#### [THE EXERCISE]
Can you repeat the part of the pumping lemma post starting with "I have difficulty" and going on through "will be better.", word for word?

#### [TEXT BLOCK]
┄┄┄┄┄┄
# CFL, pumping lemma

I have difficulty with proving that the language $L = \{ a^p b^q | p \ge 1 , q \ge 1 , p \ge q^2 \vee q \ge p^2\}$

$w = uvxyz$

I've chosen word $w = a^{N^2} b^N$ where $N$ is a constant from pumping lemma and I proved cases where a $v,y$ is entirely in $a$ and $v,y$ is entirely in $b$ , but how to prove case where $v \in a$ and $y \in b$ ? I think that the word $w = a^{N^2} b^N$ isn't good, but I have no idea which one will be better.

After comments, my solution is :

$w = a^{n^2} b^N$ and $w = uvxyz$ , so $v = a^p$ and $y = b^q$ where $1 \leq p + q \leq N$ After pumping i-times I get $w_i = a^{n^2 + ip} b^{N+iq}$

so to prove that this word isn't in language I should choose i such as regardless of N,p,q it won't be true $N^2 + ip \ge (N+iq)^2$

$N^2 + ip \ge N^2 + 2Niq + i^2q^2$

$ip \ge 2Niq + i^2q^2$

for i = 1

$p \ge 2Nq + q^2$ which isn't true because $1 \leq p + q \leq N$

Is this correct ?
┄┄┄┄┄┄
#### [INFORMATION SHOWN]
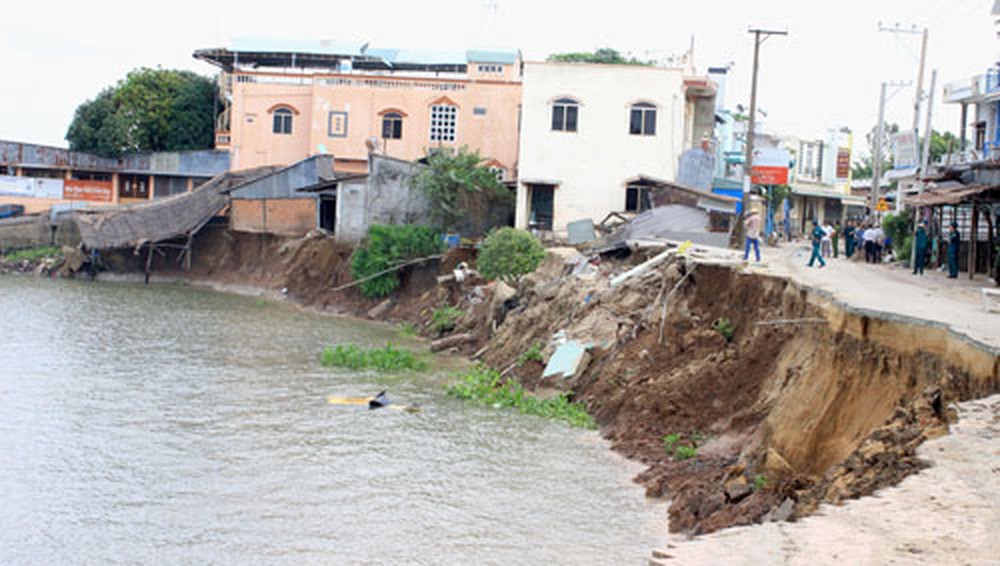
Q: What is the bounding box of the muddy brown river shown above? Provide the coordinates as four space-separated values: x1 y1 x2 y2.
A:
0 277 666 564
┄┄┄┄┄┄
#### [OUTPUT FOR THIS EXERCISE]
I have difficulty with proving that the language $L = \{ a^p b^q | p \ge 1 , q \ge 1 , p \ge q^2 \vee q \ge p^2\}$

$w = uvxyz$

I've chosen word $w = a^{N^2} b^N$ where $N$ is a constant from pumping lemma and I proved cases where a $v,y$ is entirely in $a$ and $v,y$ is entirely in $b$ , but how to prove case where $v \in a$ and $y \in b$ ? I think that the word $w = a^{N^2} b^N$ isn't good, but I have no idea which one will be better.